Consigne détaillée
Poursuivez, s'il vous plaît, le texte sur le sondage vésical d'un patient en rétention d'urine, à la suite de sa dernière phrase.

Cet événement a fait l’objet d’une mention sur la fiche de déclaration des événements indésirables ‘une IDE a pratiqué un premier sondage vésical chez un homme en rétention d’urine, dont un adénome prostatite était diagnostiqué, hors présence de médecin’.

La documentation médicale produite par la salariée mentionne que la retention aiguë d’urine est une urgence urologique, qu’en général il faut avoir recours à un drainage de la vessie en urgence soit pas sondage urétral, soit par cathéter sus-pubien.

Données d'expressions référentielles sur photos
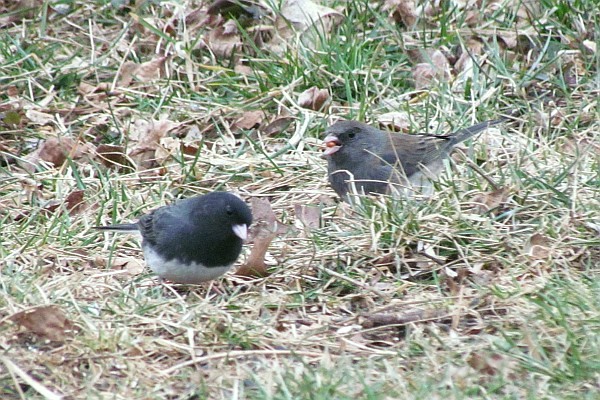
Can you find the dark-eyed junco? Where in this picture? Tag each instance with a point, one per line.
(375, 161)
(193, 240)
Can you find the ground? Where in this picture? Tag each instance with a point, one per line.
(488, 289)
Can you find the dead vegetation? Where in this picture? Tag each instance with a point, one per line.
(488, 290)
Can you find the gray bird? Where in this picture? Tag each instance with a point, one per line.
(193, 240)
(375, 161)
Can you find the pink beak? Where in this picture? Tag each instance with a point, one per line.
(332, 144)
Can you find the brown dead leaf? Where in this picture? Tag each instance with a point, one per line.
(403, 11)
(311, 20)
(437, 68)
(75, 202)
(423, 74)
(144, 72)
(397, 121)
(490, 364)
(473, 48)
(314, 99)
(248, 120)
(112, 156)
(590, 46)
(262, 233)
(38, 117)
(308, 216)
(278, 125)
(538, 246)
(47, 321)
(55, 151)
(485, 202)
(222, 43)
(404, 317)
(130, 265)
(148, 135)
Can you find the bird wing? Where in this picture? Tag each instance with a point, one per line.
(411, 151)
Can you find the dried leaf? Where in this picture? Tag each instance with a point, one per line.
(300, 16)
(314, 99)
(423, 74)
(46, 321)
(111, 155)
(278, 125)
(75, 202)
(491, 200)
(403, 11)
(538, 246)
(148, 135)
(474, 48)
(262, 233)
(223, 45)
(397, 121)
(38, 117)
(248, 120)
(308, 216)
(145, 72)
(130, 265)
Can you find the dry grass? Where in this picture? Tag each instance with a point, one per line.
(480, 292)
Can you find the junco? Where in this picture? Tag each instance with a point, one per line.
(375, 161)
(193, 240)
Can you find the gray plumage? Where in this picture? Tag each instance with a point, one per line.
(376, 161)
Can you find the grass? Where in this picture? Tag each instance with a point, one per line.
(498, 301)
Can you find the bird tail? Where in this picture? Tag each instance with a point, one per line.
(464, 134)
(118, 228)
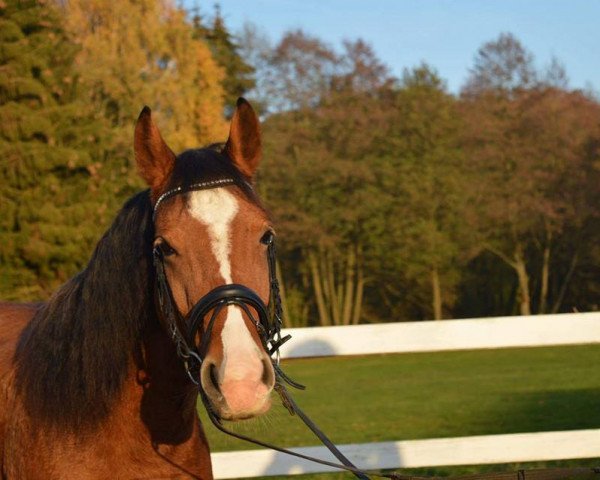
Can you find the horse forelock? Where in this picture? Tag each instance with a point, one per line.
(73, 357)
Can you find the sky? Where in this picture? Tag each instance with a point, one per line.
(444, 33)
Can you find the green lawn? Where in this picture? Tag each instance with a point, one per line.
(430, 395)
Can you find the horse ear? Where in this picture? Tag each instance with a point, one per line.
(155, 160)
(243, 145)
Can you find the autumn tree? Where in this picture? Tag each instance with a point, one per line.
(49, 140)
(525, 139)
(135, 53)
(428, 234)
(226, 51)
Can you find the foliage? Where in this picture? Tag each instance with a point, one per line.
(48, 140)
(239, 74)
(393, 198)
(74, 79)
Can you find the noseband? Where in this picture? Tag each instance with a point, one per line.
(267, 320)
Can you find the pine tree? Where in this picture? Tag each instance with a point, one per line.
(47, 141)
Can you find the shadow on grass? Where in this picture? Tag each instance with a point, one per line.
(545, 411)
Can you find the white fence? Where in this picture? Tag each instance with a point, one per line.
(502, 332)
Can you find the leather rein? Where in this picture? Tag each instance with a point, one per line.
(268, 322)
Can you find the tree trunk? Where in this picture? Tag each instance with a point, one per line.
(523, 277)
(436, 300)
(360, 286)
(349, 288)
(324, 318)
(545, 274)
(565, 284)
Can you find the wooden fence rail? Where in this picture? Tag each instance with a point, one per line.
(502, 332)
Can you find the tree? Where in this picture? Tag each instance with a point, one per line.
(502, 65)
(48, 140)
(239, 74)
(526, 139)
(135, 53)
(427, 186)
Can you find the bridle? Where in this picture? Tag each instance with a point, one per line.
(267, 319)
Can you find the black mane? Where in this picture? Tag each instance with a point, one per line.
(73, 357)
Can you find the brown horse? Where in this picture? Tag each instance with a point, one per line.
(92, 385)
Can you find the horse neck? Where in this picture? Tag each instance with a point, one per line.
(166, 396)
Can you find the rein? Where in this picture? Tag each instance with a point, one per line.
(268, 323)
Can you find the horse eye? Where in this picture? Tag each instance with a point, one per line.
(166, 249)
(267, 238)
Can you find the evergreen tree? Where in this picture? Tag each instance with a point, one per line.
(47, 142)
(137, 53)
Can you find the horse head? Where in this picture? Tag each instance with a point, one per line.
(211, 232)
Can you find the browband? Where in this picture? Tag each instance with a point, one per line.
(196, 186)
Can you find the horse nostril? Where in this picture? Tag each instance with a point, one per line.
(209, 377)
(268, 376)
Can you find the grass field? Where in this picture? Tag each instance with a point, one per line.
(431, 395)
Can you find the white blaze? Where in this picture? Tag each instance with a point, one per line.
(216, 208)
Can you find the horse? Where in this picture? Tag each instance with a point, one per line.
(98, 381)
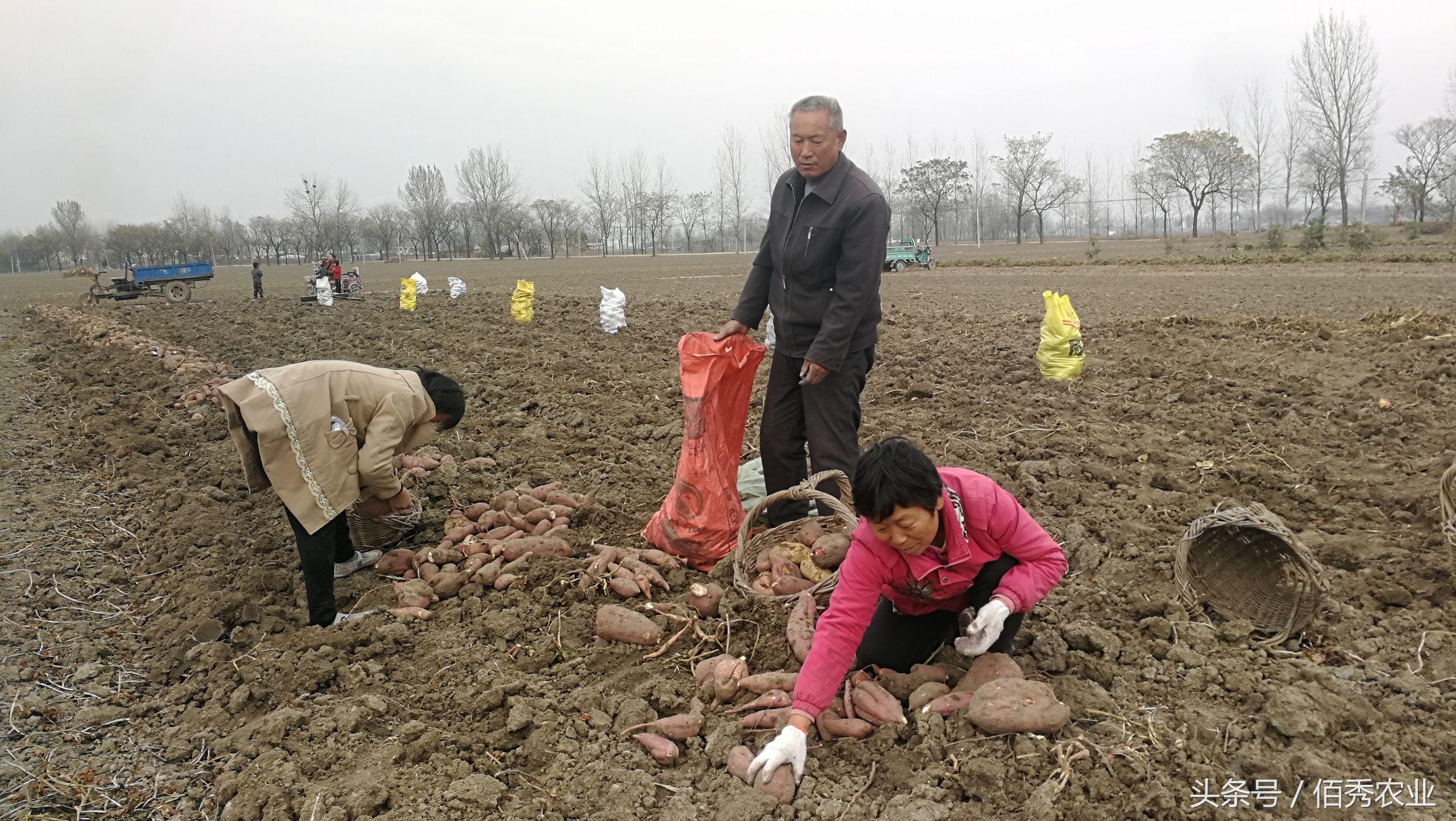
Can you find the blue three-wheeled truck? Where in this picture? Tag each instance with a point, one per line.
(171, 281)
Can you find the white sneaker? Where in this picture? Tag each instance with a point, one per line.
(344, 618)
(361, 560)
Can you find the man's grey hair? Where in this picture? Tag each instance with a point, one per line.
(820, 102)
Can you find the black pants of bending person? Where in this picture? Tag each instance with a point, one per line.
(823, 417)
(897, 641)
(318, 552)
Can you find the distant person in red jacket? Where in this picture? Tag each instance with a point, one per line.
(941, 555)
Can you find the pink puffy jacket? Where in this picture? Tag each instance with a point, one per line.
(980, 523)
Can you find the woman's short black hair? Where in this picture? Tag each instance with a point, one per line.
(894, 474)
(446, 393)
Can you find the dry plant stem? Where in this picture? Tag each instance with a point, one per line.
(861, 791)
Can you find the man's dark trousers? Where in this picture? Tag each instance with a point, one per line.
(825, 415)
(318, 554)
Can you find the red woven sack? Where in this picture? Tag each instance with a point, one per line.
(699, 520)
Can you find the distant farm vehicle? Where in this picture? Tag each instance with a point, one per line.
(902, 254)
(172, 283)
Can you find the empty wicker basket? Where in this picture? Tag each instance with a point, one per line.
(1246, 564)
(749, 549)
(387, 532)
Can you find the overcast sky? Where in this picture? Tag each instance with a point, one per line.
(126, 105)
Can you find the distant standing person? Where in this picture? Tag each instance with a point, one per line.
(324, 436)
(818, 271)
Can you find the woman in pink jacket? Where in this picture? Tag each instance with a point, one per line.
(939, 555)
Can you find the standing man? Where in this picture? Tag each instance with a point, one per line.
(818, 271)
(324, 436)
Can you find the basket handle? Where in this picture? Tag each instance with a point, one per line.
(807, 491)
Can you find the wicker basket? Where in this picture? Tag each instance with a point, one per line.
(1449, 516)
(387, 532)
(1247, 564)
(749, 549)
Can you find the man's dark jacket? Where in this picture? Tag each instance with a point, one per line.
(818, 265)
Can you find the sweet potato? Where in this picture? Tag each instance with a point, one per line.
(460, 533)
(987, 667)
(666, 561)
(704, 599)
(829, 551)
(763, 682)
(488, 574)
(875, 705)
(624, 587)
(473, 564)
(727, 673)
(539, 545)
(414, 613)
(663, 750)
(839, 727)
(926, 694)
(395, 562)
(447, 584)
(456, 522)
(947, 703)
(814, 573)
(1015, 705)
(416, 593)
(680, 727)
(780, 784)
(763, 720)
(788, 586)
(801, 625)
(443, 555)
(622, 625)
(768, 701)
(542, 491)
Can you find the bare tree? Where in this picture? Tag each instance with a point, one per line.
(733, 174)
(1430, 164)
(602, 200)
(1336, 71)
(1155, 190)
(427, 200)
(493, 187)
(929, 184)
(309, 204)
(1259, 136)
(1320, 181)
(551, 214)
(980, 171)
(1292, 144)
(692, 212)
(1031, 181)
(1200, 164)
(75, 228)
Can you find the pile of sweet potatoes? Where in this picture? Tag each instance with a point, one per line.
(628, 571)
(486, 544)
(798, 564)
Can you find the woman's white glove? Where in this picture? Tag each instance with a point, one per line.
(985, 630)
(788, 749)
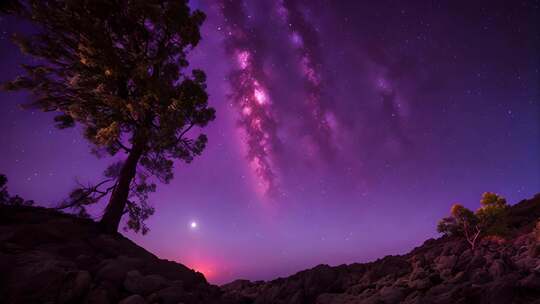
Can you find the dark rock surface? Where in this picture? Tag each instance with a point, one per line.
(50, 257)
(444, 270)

Réponse rédigée
Il n’en demeure pas moins que Mme [M] [R] ne justifie pas que la réalisation de cet acte par Mme [F] [B] s’avérait nécessaire hors la présence d’un médecin en raison d’un état d’urgence sans s’assurer préalablement que le patient n’avait pas déjà fait l’objet d’un premier sondage et sans solliciter préalablement l’avis de la supérieure hiérarchique dont il n’est pas établi qu’elle était absente ce jour là ou qu’elle aurait été sollicitée et/ou l’avis du médecin coordonnateur, y compris par le biais d’un contact téléphonique pour le cas où il était absent, alors que ce dernier certifie, dans une attestation produite par l’association, que : ‘l’ensemble des infirmiers de l’EPHAD de [6] m’interpellent régulièrement par téléphone ou directement en l’absence de médecin traitant. Ces interpellations ont lieu également en dehors de ma présence sur l’établissement y compris pendant mes jours de congé. Les appels concernent des adaptations thérapeutiques en fonction de résultats biologiques, des conseils de prise en charge ou d’actions à mettre en oeuvre’.

Mme [M] [R] soutient que Mme [F] [B] a agi dans le respect de la vie humaine et dans l’intérêt du patient ; néanmoins, la description faite par Mme [I] des actes réalisés par Mme [B] sur [L] démontrent à l’évidence que le patient a beaucoup souffert de ces essais de sondage et que son état a finalement nécessité son transport au service des urgences.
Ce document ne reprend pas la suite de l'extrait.